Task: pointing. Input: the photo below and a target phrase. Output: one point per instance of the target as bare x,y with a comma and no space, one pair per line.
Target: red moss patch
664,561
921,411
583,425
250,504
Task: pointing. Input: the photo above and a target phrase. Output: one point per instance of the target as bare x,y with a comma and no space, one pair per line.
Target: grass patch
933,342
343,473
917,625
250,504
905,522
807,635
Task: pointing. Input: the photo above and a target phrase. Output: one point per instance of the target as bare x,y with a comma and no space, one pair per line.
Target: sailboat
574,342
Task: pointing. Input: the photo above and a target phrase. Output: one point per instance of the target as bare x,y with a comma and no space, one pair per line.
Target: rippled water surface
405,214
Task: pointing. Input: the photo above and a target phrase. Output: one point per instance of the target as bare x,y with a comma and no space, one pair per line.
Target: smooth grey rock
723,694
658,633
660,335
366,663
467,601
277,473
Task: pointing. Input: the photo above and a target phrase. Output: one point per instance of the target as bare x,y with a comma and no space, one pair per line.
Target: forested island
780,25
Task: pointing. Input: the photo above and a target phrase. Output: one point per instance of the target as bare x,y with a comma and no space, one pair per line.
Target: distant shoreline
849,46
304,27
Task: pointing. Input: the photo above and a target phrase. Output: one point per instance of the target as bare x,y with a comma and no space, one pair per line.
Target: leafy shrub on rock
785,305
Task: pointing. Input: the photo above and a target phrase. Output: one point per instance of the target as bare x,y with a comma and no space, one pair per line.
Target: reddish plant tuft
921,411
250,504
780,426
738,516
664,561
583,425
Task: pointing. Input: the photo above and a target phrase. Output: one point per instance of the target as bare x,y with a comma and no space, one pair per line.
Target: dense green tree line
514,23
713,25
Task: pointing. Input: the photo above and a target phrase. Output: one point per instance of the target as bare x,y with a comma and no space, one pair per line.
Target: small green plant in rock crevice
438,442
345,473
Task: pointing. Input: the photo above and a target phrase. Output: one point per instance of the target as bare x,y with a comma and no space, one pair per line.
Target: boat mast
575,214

■ WRITTEN PROBLEM: From the data above, copy every line that contains the string "rock". Matching is case-sensitive.

■ TASK RESPONSE:
Target: smooth grey rock
Target: leafy shrub on rock
Target: small green plant in rock crevice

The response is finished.